* _Selection_
══════
Setting up secure communication between Prometheus and Grafana Cloud effectively

Hey guys, I am setting up monitoring & alerts for a webapp. I am looking at grafana cloud + prometheus (on local server), I have a few questions:

• To connect to prometheus I find remote write to be a good way, as it will work without opening ports :smile:
• However, I can’t understand how I can secure this set up to protect the communication between prometheus and grafana cloud
◦ Docs provide an example with basic auth, but is there a stronger alternative to that?
◦ The problem with basic auth is that the communication is still NOT encrypted
◦ Are there better ways to secure this - maybe something like mutual TLS ?

ASFAIK, every grafana cloud instance is an https/tls one. Since you’re using this HTTPS for the Prometheus remote write to Grafana cloud, the basic auth goes encrypted using the TLS of your grafana cloud instance.
══════
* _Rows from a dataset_
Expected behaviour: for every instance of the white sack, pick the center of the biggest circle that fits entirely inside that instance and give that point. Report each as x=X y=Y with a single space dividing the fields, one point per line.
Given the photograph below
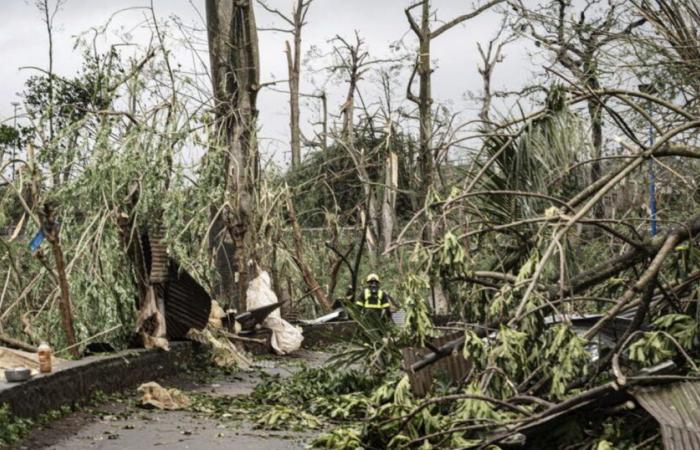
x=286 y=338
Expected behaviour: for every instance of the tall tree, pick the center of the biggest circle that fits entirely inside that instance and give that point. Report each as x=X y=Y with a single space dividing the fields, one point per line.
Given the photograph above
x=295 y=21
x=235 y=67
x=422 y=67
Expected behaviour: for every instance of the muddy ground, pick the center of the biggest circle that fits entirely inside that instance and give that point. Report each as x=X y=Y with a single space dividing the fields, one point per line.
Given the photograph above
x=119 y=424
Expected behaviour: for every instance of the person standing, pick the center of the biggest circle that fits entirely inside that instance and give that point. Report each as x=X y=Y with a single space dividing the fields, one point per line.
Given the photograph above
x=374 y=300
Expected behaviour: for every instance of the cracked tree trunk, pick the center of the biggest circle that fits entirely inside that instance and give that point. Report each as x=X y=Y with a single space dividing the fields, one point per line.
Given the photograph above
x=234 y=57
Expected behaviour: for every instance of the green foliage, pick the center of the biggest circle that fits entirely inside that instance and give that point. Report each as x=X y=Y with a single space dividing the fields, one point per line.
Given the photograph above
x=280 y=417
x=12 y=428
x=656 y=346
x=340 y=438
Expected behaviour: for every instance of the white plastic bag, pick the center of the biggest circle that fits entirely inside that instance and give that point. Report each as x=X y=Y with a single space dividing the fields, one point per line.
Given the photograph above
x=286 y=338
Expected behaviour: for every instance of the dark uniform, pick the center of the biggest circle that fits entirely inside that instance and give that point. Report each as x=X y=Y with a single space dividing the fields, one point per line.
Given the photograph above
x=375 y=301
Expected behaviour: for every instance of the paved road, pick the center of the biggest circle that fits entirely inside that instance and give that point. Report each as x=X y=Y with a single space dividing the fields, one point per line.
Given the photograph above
══════
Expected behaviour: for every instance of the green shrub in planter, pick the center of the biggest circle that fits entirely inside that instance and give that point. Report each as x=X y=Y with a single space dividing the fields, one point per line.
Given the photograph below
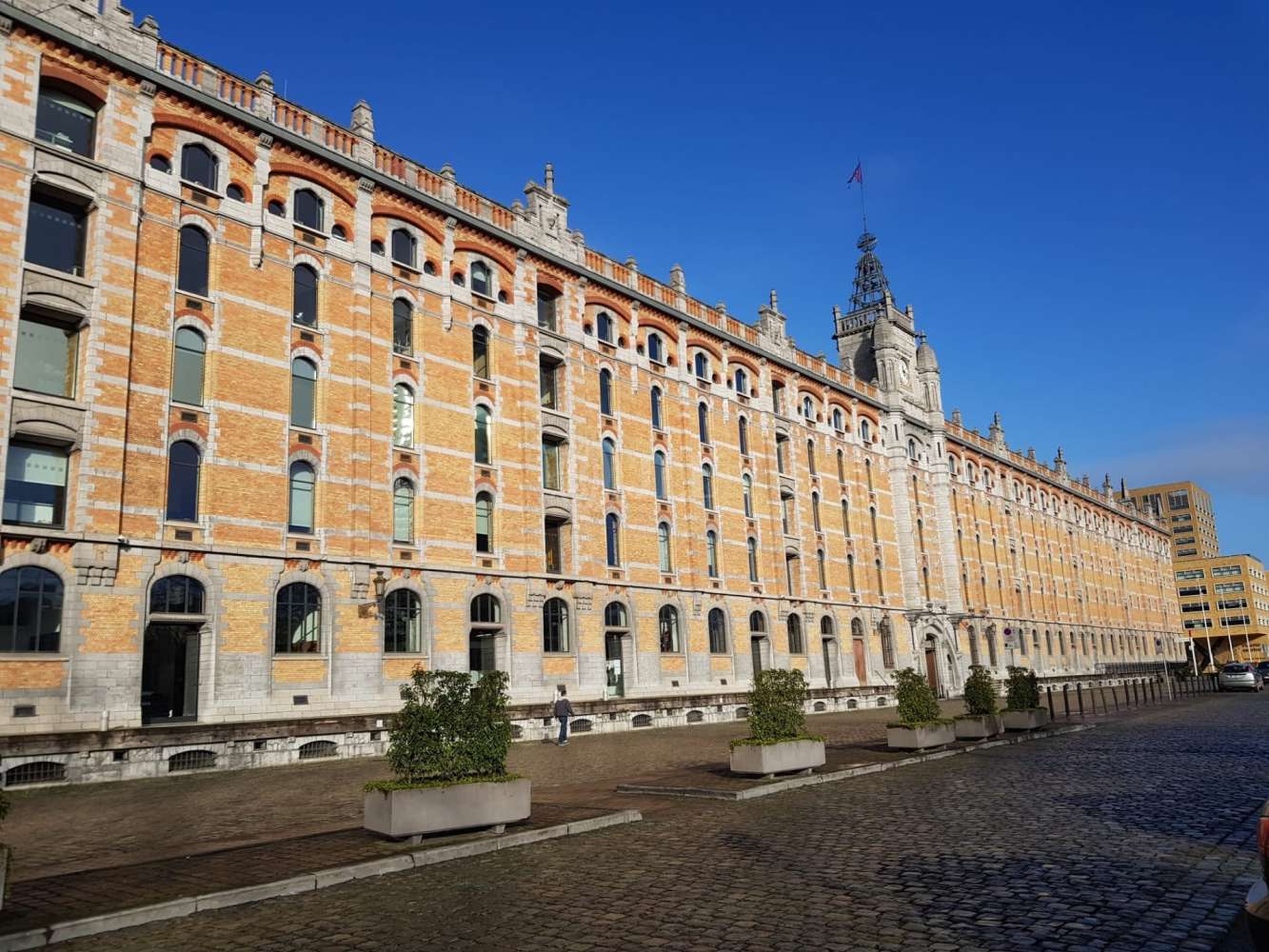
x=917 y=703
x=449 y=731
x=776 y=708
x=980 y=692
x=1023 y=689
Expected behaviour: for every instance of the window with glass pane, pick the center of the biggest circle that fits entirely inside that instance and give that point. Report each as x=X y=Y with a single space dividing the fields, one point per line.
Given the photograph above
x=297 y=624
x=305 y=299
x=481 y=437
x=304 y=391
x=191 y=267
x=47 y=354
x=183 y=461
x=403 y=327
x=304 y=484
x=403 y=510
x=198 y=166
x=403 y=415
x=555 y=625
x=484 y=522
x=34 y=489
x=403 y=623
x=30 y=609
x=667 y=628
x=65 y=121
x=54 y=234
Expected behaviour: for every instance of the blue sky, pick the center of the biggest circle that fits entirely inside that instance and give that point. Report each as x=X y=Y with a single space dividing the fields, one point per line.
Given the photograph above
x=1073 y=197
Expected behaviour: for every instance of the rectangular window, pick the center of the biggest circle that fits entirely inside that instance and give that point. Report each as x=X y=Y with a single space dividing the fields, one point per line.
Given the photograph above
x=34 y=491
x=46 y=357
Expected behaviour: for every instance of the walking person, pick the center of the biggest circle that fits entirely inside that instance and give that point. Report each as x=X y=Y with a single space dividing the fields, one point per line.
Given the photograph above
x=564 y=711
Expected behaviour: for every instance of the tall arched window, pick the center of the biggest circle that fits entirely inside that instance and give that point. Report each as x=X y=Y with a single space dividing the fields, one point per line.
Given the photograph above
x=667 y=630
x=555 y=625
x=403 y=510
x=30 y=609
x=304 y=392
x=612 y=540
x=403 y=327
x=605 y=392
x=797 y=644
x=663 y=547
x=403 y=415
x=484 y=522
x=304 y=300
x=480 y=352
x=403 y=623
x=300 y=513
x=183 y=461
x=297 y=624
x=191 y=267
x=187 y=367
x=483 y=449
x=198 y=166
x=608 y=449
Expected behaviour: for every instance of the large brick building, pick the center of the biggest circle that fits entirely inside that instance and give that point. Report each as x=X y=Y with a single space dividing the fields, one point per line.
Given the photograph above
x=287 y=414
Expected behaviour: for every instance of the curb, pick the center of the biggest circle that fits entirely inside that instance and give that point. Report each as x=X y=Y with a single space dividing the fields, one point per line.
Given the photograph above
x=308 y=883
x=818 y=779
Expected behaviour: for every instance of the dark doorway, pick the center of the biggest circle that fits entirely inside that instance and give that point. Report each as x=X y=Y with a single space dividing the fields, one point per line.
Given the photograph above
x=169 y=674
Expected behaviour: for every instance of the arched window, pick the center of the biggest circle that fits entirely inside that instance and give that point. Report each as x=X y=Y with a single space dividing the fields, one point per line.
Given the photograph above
══════
* _Written request_
Reproduce the part of the post about securing Prometheus and Grafana Cloud between "Hey guys, I" and "alternative to that?", inclusive. Answer using only the post about securing Prometheus and Grafana Cloud, not the material.

* _Worked answer_
Hey guys, I am setting up monitoring & alerts for a webapp. I am looking at grafana cloud + prometheus (on local server), I have a few questions:

• To connect to prometheus I find remote write to be a good way, as it will work without opening ports :smile:
• However, I can’t understand how I can secure this set up to protect the communication between prometheus and grafana cloud
◦ Docs provide an example with basic auth, but is there a stronger alternative to that?